Output verbatim the line with "Note: one point per instance of the bamboo" together with every line beneath it, ending at the last line of the entries.

════════

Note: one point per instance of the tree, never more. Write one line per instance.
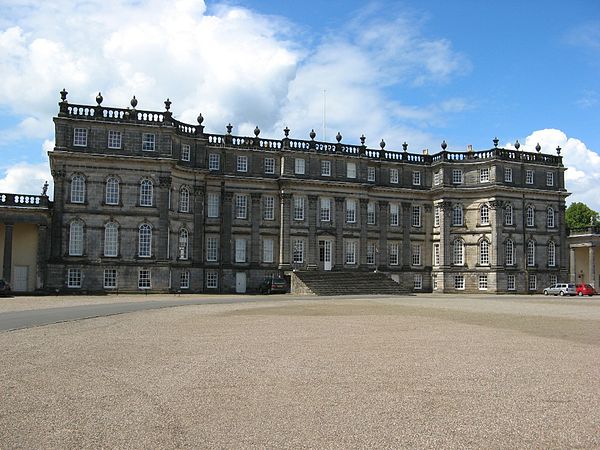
(579, 215)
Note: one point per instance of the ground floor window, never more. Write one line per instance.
(74, 278)
(110, 278)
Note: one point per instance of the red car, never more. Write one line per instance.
(585, 289)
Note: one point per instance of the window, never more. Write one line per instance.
(393, 254)
(214, 161)
(183, 244)
(298, 208)
(370, 173)
(268, 207)
(551, 254)
(510, 282)
(111, 239)
(418, 282)
(509, 252)
(351, 170)
(240, 250)
(532, 282)
(458, 252)
(212, 279)
(371, 213)
(241, 206)
(184, 280)
(144, 279)
(269, 166)
(148, 142)
(213, 204)
(457, 216)
(394, 218)
(212, 249)
(298, 251)
(146, 192)
(74, 278)
(110, 278)
(416, 255)
(529, 176)
(508, 216)
(371, 249)
(530, 253)
(80, 137)
(350, 252)
(268, 246)
(325, 210)
(416, 216)
(185, 156)
(184, 200)
(76, 238)
(416, 178)
(530, 216)
(484, 215)
(459, 282)
(112, 191)
(456, 176)
(145, 241)
(550, 217)
(350, 211)
(114, 139)
(77, 189)
(242, 163)
(484, 175)
(484, 252)
(483, 282)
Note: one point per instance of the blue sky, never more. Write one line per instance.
(415, 71)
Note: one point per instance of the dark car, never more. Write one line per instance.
(272, 285)
(4, 288)
(585, 289)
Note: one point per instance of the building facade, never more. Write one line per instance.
(145, 202)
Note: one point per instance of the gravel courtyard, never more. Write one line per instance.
(414, 371)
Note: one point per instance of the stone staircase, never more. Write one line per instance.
(345, 283)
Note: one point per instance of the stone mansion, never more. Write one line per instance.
(143, 201)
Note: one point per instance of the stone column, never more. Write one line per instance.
(7, 272)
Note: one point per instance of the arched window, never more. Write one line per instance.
(112, 191)
(77, 189)
(184, 200)
(551, 254)
(146, 192)
(484, 252)
(509, 252)
(531, 253)
(508, 220)
(111, 239)
(183, 244)
(76, 238)
(145, 241)
(550, 217)
(458, 252)
(484, 215)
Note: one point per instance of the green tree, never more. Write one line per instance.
(579, 215)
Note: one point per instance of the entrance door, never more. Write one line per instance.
(20, 278)
(240, 282)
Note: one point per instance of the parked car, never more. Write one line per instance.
(585, 289)
(272, 285)
(561, 289)
(5, 290)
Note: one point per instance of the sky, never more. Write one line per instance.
(463, 71)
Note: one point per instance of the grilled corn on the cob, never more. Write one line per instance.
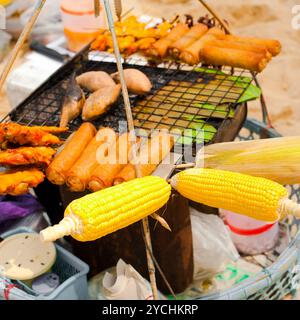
(276, 159)
(258, 198)
(109, 210)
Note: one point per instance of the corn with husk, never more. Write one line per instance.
(275, 159)
(255, 197)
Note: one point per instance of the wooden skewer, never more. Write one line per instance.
(145, 222)
(97, 7)
(23, 37)
(214, 13)
(266, 115)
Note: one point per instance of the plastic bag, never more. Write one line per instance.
(213, 247)
(122, 282)
(48, 26)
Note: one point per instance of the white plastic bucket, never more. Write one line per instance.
(80, 24)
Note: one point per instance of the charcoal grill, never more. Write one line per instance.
(171, 105)
(179, 97)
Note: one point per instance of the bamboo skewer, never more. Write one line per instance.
(23, 37)
(266, 116)
(213, 12)
(133, 142)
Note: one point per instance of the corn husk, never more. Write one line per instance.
(275, 159)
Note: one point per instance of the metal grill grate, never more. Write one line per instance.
(182, 96)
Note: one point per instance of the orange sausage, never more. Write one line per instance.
(73, 149)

════════

▸ Result below:
Note: one point per instance of the bamboo skewer, never more. Write one line per instance.
(23, 37)
(266, 116)
(213, 12)
(133, 142)
Note: one point per instance of the corn husk, never more. Write one line per instance.
(275, 159)
Note: one point per instance of the metal grill grate, never more. Write one line per instance.
(182, 96)
Note: one point per instance of the orange sausage, never more. Write one line per instance.
(73, 149)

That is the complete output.